═════ Data ═════

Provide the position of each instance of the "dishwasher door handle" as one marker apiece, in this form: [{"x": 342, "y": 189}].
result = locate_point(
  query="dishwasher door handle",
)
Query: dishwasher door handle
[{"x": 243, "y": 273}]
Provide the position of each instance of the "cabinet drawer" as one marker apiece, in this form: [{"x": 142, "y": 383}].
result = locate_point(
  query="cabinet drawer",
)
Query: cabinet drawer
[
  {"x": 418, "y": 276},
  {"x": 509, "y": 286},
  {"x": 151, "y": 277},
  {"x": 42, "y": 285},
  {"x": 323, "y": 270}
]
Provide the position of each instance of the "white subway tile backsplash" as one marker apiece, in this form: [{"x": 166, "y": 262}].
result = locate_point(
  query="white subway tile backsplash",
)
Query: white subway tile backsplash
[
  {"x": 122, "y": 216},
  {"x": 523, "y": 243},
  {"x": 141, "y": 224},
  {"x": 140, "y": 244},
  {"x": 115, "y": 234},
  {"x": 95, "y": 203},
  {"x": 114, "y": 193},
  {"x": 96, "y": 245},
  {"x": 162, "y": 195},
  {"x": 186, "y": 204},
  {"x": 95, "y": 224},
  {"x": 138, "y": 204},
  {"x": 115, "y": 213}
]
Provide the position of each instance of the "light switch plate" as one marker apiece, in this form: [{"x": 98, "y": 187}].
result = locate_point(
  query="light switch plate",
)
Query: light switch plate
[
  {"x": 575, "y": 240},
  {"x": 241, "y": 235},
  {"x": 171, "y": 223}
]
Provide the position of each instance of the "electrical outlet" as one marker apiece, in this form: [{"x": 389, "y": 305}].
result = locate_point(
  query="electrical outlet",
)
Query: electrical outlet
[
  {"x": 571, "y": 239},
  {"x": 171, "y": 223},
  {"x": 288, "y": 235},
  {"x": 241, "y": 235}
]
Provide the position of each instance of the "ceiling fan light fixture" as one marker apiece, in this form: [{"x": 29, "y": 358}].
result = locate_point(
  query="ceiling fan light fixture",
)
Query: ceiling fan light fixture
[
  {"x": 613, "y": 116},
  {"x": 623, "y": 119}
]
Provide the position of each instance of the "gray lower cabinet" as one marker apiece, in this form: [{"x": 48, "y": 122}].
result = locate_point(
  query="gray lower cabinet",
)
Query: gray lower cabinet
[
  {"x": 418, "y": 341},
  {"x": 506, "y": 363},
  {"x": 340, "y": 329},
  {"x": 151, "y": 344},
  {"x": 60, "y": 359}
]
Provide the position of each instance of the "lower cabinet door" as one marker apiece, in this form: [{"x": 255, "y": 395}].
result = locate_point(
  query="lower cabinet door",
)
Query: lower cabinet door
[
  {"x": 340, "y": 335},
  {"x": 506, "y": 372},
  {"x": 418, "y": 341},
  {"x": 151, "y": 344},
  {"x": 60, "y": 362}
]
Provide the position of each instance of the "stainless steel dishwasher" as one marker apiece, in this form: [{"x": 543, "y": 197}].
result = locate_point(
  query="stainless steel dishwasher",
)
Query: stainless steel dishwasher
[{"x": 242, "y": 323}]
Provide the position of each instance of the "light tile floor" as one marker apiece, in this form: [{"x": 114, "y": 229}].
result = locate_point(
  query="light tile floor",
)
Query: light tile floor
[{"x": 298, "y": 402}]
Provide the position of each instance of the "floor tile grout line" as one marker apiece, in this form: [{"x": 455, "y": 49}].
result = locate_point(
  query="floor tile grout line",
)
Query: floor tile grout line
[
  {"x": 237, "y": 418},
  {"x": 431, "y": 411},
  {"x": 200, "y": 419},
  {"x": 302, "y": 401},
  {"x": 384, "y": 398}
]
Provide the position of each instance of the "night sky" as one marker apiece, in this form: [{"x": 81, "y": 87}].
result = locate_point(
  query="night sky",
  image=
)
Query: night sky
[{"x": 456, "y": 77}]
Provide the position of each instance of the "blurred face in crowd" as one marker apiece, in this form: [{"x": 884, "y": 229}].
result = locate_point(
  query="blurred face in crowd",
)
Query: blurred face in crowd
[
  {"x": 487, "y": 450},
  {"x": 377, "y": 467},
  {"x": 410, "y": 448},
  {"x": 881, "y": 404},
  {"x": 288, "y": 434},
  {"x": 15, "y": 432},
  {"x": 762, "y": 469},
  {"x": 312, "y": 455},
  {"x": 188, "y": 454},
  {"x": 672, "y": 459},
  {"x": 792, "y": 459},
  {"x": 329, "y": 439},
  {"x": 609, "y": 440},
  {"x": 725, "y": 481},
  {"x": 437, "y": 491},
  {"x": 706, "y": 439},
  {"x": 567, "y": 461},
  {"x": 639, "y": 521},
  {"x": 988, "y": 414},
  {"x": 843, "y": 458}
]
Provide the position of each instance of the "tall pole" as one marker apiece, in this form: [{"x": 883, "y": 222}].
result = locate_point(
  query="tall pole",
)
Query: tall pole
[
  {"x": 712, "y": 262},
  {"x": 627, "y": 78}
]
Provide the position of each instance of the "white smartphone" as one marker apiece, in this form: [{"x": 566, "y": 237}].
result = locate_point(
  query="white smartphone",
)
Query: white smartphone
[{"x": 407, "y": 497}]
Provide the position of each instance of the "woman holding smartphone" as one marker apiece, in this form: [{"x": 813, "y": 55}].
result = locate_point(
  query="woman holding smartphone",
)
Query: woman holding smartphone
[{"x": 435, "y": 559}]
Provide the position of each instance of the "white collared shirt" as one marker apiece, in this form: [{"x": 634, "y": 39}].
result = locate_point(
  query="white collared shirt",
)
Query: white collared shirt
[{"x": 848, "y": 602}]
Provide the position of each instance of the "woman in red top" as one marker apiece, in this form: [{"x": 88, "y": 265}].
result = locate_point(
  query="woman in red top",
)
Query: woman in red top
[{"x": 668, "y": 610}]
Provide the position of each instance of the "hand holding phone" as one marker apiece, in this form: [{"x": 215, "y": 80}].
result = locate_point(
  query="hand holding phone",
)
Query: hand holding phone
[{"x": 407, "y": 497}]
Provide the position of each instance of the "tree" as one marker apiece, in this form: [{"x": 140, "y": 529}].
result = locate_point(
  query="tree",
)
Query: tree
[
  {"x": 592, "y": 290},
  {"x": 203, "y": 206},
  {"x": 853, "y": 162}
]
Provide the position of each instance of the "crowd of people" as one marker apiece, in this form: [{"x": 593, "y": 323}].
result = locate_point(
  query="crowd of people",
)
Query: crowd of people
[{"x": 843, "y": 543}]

═════

Transcribe the data in full, keeping every detail.

# [Answer to the problem]
Provide the position of each instance of the "dishwasher door handle" as one marker apiece, in this form: [{"x": 342, "y": 189}].
result = locate_point(
  query="dishwasher door handle",
)
Query: dishwasher door handle
[{"x": 243, "y": 273}]
Provide the position of each instance of the "cabinet drawer" as one marker apiece, in this form: [{"x": 142, "y": 383}].
result = locate_point(
  query="cabinet drawer",
)
Query: cabinet drawer
[
  {"x": 418, "y": 276},
  {"x": 509, "y": 286},
  {"x": 151, "y": 277},
  {"x": 42, "y": 285},
  {"x": 323, "y": 270}
]
Provide the position of each instance of the "white subway tile backsplash" as one marker apiece, in this form: [{"x": 166, "y": 262}].
result = locate_point(
  query="white subway tile backsplash",
)
Query: white subway tile backsplash
[
  {"x": 122, "y": 216},
  {"x": 523, "y": 243},
  {"x": 141, "y": 224},
  {"x": 140, "y": 244},
  {"x": 115, "y": 234},
  {"x": 95, "y": 203},
  {"x": 114, "y": 193},
  {"x": 96, "y": 245},
  {"x": 162, "y": 195},
  {"x": 186, "y": 204},
  {"x": 95, "y": 224},
  {"x": 138, "y": 204},
  {"x": 115, "y": 213}
]
Provide the position of each instance of the "light switch plate" as one marker apiece, in this form: [{"x": 98, "y": 187}].
result = locate_point(
  query="light switch plate",
)
Query: light switch plate
[
  {"x": 575, "y": 240},
  {"x": 241, "y": 235},
  {"x": 171, "y": 223}
]
Provide the position of each instance of the "electrical outlet" as one marker apiece, in this form: [{"x": 389, "y": 305}].
result = locate_point(
  query="electrical outlet",
)
Query: electrical outlet
[
  {"x": 571, "y": 239},
  {"x": 171, "y": 223},
  {"x": 288, "y": 235},
  {"x": 241, "y": 235}
]
Provide the position of each instance of the "ceiling fan light fixture" as one marker apiece, in this form: [{"x": 29, "y": 358}].
result = locate_point(
  query="ceiling fan light fixture",
)
Query: ceiling fan light fixture
[
  {"x": 613, "y": 116},
  {"x": 623, "y": 119}
]
Provide the position of each instance of the "gray lower cabinet" as one marker apiece, in this form: [{"x": 48, "y": 122}].
result = locate_point(
  query="gray lower cabinet",
)
Query: gray lower cabinet
[
  {"x": 418, "y": 341},
  {"x": 506, "y": 363},
  {"x": 340, "y": 329},
  {"x": 151, "y": 344},
  {"x": 60, "y": 359}
]
Provide the position of each instance of the "lower cabinet door" as one marker apiece, in this form: [{"x": 255, "y": 395}].
result = locate_point(
  query="lower cabinet door",
)
Query: lower cabinet door
[
  {"x": 340, "y": 335},
  {"x": 506, "y": 372},
  {"x": 418, "y": 341},
  {"x": 151, "y": 344},
  {"x": 60, "y": 362}
]
Provide the position of each instance of the "stainless steel dishwasher" as one marker apiece, in this form: [{"x": 543, "y": 197}].
result = locate_point(
  query="stainless steel dishwasher",
)
Query: stainless steel dishwasher
[{"x": 242, "y": 323}]
Provide the position of each instance of the "light tile floor" as one marker apiece, in this form: [{"x": 114, "y": 229}].
result = locate_point(
  query="light tile floor",
)
Query: light tile floor
[{"x": 298, "y": 402}]
Provide the position of each instance of the "floor tile grout line" as one marker apiece, in this form: [{"x": 455, "y": 49}].
result = locate_point(
  query="floor tile grout line",
)
Query: floor tile grout line
[
  {"x": 237, "y": 418},
  {"x": 431, "y": 411},
  {"x": 200, "y": 419},
  {"x": 302, "y": 401},
  {"x": 384, "y": 398}
]
Provide the position of each instance of the "night sky" as one marker apiece, in this form: [{"x": 81, "y": 87}].
result = locate_point(
  query="night sky",
  image=
)
Query: night sky
[{"x": 456, "y": 77}]
Provide the position of each instance of the "blurred face in crowd" as one marker apiece, in this form: [{"x": 884, "y": 229}].
result = locate_point(
  query="blurred face in crowd",
)
Query: blurred face in crowd
[
  {"x": 487, "y": 450},
  {"x": 377, "y": 467},
  {"x": 410, "y": 448},
  {"x": 881, "y": 404},
  {"x": 288, "y": 434},
  {"x": 15, "y": 432},
  {"x": 762, "y": 469},
  {"x": 312, "y": 455},
  {"x": 188, "y": 454},
  {"x": 672, "y": 459},
  {"x": 792, "y": 459},
  {"x": 329, "y": 439},
  {"x": 609, "y": 440},
  {"x": 725, "y": 481},
  {"x": 437, "y": 491},
  {"x": 706, "y": 439},
  {"x": 567, "y": 461},
  {"x": 639, "y": 521},
  {"x": 988, "y": 414},
  {"x": 843, "y": 458}
]
Provide the position of each instance of the "tall pole" as one marker apiece, in this form: [{"x": 883, "y": 222}].
result = locate_point(
  query="tall pole",
)
Query: tall pole
[
  {"x": 712, "y": 262},
  {"x": 627, "y": 78}
]
Provide the position of each instance of the "white smartphone" as one marker apiece, in this form: [{"x": 566, "y": 237}].
result = locate_point(
  query="white smartphone",
)
Query: white smartphone
[{"x": 407, "y": 497}]
Provide the position of each instance of the "woman holding smartphone" as one marker apiece, in this form: [{"x": 813, "y": 55}].
result = locate_point(
  query="woman holding smartphone",
)
Query: woman holding smartphone
[{"x": 435, "y": 559}]
Provide the position of each instance of the "white collared shirt" as one marker apiece, in this form: [{"x": 634, "y": 39}].
result = locate_point(
  query="white collared shirt",
)
Query: white collared shirt
[{"x": 848, "y": 602}]
Provide the position of each instance of the "woman in red top" as one marker apiece, in this form: [{"x": 88, "y": 265}].
result = locate_point(
  query="woman in red top",
)
Query: woman in red top
[{"x": 668, "y": 610}]
Provide the position of each instance of the "hand holding phone" as one marker apiece, in this form: [{"x": 215, "y": 80}].
result = locate_point(
  query="hand holding phone",
)
Query: hand holding phone
[{"x": 407, "y": 497}]
Provide the position of each instance of the "tree" as one marker apiece, in this form: [{"x": 140, "y": 529}].
result = locate_point(
  query="tree",
)
Query: tree
[
  {"x": 592, "y": 290},
  {"x": 203, "y": 206},
  {"x": 853, "y": 162}
]
Provide the position of each instance of the "crowd of people" as one marker apiece, in this form: [{"x": 593, "y": 323}].
result = locate_point(
  query="crowd of people",
)
Query: crowd of people
[{"x": 843, "y": 543}]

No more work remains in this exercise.